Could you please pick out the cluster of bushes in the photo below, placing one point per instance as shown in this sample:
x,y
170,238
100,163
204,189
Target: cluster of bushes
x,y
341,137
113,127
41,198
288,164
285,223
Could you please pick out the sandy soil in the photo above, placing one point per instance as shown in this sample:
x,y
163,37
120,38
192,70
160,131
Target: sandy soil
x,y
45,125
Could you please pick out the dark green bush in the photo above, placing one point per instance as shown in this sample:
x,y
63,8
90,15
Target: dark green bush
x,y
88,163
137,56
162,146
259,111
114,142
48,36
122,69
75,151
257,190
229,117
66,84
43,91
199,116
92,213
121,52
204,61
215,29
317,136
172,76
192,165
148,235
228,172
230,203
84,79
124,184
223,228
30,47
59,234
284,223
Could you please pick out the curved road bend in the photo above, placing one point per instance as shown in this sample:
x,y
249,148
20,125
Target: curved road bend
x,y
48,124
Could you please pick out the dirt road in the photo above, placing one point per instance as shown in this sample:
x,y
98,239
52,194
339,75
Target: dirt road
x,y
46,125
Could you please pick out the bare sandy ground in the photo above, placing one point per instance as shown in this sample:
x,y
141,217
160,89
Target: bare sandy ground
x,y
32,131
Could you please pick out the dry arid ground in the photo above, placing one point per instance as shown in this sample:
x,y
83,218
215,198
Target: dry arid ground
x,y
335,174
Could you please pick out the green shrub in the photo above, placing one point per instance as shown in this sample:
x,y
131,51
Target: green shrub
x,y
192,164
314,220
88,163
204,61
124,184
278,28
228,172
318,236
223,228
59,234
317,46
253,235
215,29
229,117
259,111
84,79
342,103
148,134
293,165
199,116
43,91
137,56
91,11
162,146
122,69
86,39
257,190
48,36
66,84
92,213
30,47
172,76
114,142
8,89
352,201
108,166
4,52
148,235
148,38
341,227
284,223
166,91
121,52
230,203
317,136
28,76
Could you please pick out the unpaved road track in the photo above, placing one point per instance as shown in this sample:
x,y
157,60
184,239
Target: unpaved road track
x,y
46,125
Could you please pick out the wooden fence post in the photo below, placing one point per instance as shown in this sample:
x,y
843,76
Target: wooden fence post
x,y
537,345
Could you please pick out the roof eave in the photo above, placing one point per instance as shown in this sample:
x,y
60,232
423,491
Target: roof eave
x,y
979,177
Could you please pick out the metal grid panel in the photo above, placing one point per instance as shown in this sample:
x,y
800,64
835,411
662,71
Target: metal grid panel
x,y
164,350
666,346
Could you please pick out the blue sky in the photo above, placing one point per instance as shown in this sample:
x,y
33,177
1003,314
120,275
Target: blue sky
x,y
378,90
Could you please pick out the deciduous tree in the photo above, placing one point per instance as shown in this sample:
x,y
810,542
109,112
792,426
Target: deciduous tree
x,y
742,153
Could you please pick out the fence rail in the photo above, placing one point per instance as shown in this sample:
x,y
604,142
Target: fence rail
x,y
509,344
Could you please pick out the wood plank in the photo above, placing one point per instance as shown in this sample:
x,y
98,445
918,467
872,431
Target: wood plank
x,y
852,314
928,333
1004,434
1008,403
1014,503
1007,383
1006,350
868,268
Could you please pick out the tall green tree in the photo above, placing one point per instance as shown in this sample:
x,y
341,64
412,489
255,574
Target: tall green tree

========================================

AIM
Can you recast the whole listing above as a numbered list, one line per entry, leaving out any blank lines?

EXERCISE OUTPUT
1. Could you please pick out the cluster of bushes in the photo below, placing one point per instance as shown in this sample:
2. x,y
3. 170,238
4. 100,163
5. 204,189
6. Target: cluster of bushes
7. x,y
8. 341,137
9. 113,127
10. 41,198
11. 288,164
12. 285,223
13. Could you please pick out the sandy soil in the photo above, placing one point per instance as shown in this sample:
14. x,y
15. 163,37
16. 120,38
17. 192,70
18. 160,131
19. Target: sandy soil
20. x,y
21. 45,125
22. Could you please pick out the dark green bush in the photo above, placing one point per instance as shown in this sample:
23. x,y
24. 63,8
25. 90,15
26. Target: dark green bush
27. x,y
28. 88,163
29. 137,56
30. 162,146
31. 259,111
32. 114,142
33. 48,36
34. 122,69
35. 75,151
36. 257,190
37. 229,117
38. 66,84
39. 43,91
40. 199,116
41. 92,213
42. 121,52
43. 204,61
44. 215,29
45. 317,136
46. 172,76
47. 192,165
48. 148,235
49. 228,172
50. 230,203
51. 84,79
52. 124,184
53. 223,228
54. 30,47
55. 59,234
56. 284,223
57. Could you please pick out the curved road bend in the photo above, placing one point per instance as shown in this sample:
58. x,y
59. 249,148
60. 20,125
61. Target: curved road bend
62. x,y
63. 48,124
64. Could you please pick out the dirt road in the photo above, placing one point per instance as shown in this sample:
65. x,y
66. 98,239
67. 52,194
68. 339,75
69. Target: dirt road
70. x,y
71. 46,125
72. Could you please pick out the bare sandy ground in the photo above, placing one point per instance as shown in this sample:
73. x,y
74. 141,217
75. 160,89
76. Target: bare sandy ground
77. x,y
78. 32,131
79. Could you please pick out the dry arid ground in the photo above, placing one point per instance as shown in this sample:
80. x,y
81. 83,218
82. 215,198
83. Target: dry arid ground
84. x,y
85. 335,174
86. Could you please pick out the green shrub in the photo above, placing one point per instance as shown in this sample:
87. x,y
88. 131,51
89. Target: green shrub
90. x,y
91. 192,164
92. 314,220
93. 88,163
94. 204,61
95. 124,184
96. 278,28
97. 228,172
98. 318,236
99. 223,228
100. 59,234
101. 317,46
102. 253,235
103. 215,29
104. 229,117
105. 259,111
106. 84,79
107. 342,103
108. 148,134
109. 293,165
110. 199,116
111. 43,91
112. 137,56
113. 91,11
114. 162,146
115. 122,69
116. 86,39
117. 257,190
118. 48,36
119. 66,84
120. 92,213
121. 30,47
122. 172,76
123. 114,142
124. 8,89
125. 352,201
126. 108,166
127. 4,52
128. 148,235
129. 148,38
130. 341,227
131. 284,223
132. 166,91
133. 121,52
134. 230,203
135. 317,136
136. 28,76
137. Could you please pick out the unpaved road track in the photo above, placing one point per instance as shown in this sample:
138. x,y
139. 157,60
140. 184,239
141. Target: unpaved road track
142. x,y
143. 46,125
144. Could you please pick out the wooden fence post in the photo below, placing one point per instance as shown in this sample:
145. x,y
146. 843,76
147. Target: wooden fence post
148. x,y
149. 537,345
150. Could you please pick out the roof eave in the photo above, placing one point per instance as shown in this sample:
151. x,y
152. 60,232
153. 423,491
154. Target: roof eave
155. x,y
156. 979,177
157. Could you please pick out the metal grid panel in the photo above, placing one point per instance as shown in this sample:
158. x,y
159. 800,64
160. 835,411
161. 662,71
162. Target: metal grid panel
163. x,y
164. 164,350
165. 666,346
166. Could you please pick out the blue sky in the photo above, placing one point per instance as shown in this sample:
167. x,y
168. 33,177
169. 1003,314
170. 120,275
171. Target: blue sky
172. x,y
173. 378,90
174. Could you please pick out the deciduous tree in the photo above, placing one point per instance as shown in this sample:
175. x,y
176. 810,542
177. 109,112
178. 792,426
179. Target: deciduous tree
180. x,y
181. 742,153
182. Could you please pick out the fence rail in the photo above, placing one point per instance as shown in this sample:
183. x,y
184. 604,142
185. Target: fence rail
186. x,y
187. 509,344
188. Could you please pick out the wood plank in the photo above, placing one point per instance as shown in this sample:
189. x,y
190. 98,445
191. 918,467
192. 872,431
193. Target: wood plank
194. x,y
195. 852,314
196. 928,333
197. 1004,434
198. 1008,403
199. 1014,503
200. 1007,383
201. 1006,350
202. 868,268
203. Could you please pick out the tall green tree in the photo above, placing one point per instance as shown in this sample:
204. x,y
205. 341,64
206. 412,489
207. 255,574
208. Target: tall green tree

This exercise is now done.